_Set problem 1_
Find each line in the records that contains the string "trim", and copy those lines.

_Extracted text_
## START
David Kertzer put down his cappuccino, put on his backpack and went digging for more Vatican secrets.

“There’s an aspect of treasure hunting,” said Mr. Kertzer, a 74-year-old historian.

Moments later he cut through a crowd lined up to see Pope Francis, showed his credentials to the Swiss Guards and entered the archives of the former headquarters for the Holy Roman Inquisition.

Over the last few decades, Mr. Kertzer has turned the inquisitive tables on the church. Using the Vatican’s own archives, the soft-spoken Brown University professor and trustee at the American Academy in Rome has become arguably the most effective excavator of the Vatican’s hidden sins, especially those leading up to and during World War II.
## END
_Set problem 2_
Name every institution or organization mentioned in the passage about historian David Kertzer.

[Excerpts of location labeling data]
## START
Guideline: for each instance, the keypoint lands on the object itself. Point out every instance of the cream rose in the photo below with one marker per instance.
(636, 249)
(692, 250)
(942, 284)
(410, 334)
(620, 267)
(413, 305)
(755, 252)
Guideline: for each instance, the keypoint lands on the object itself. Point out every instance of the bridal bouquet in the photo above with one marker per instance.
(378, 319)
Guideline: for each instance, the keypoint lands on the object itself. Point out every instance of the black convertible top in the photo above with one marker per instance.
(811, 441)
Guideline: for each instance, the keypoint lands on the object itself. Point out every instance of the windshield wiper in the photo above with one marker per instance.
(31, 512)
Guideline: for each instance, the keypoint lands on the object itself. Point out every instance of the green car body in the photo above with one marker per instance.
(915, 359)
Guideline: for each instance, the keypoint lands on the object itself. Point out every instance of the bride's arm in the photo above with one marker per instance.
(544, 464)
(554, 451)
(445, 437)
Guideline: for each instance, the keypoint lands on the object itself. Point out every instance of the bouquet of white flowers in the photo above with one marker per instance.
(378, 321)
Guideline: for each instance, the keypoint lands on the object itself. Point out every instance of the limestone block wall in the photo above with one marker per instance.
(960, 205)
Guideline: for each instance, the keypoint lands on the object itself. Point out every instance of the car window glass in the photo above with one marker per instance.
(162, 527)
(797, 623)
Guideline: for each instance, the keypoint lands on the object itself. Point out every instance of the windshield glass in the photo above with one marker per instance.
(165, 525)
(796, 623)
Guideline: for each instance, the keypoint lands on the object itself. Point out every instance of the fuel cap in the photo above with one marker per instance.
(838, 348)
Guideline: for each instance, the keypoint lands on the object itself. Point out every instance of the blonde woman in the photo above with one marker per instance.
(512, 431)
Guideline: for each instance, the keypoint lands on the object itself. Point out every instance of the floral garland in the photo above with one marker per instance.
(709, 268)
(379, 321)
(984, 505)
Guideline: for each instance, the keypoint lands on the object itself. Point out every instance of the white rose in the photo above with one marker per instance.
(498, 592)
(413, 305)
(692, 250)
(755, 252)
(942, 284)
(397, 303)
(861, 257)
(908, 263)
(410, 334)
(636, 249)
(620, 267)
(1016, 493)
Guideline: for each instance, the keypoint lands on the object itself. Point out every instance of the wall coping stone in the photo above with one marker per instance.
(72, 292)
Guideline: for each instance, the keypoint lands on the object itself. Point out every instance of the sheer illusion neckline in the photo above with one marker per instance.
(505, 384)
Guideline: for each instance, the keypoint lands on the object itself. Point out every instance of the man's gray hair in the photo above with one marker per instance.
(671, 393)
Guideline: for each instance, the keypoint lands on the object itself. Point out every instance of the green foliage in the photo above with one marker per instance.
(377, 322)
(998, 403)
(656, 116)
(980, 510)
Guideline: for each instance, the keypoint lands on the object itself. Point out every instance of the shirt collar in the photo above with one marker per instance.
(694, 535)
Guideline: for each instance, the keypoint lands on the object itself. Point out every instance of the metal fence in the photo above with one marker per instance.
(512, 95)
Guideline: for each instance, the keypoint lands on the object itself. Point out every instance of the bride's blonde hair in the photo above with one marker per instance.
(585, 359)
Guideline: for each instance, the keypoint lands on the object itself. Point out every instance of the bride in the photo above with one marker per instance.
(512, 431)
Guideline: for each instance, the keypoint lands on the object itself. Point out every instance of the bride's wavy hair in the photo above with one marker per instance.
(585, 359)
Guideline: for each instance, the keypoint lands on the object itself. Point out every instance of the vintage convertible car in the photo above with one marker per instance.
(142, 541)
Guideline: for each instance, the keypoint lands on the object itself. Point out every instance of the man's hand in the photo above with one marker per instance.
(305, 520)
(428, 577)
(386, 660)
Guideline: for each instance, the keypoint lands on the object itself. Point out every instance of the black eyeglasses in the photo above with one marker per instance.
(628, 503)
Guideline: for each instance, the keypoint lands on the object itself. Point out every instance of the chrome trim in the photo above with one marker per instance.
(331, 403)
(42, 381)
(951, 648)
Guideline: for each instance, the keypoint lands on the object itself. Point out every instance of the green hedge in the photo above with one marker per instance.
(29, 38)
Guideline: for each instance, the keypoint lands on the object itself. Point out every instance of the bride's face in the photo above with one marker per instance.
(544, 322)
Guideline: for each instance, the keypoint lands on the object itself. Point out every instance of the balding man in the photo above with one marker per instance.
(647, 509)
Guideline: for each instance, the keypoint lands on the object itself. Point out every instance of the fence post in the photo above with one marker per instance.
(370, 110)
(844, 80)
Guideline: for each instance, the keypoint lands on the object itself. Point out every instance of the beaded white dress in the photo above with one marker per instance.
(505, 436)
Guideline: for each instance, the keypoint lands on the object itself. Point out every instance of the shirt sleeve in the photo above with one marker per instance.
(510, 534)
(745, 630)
## END
_Expected output 1_
Guideline: for each instance, the keypoint lands on the object itself. Point out every instance of the chrome trim in the photo above with one marker per instance.

_Expected output 2_
- the Vatican
- the Swiss Guards
- the Holy Roman Inquisition
- Brown University
- the American Academy in Rome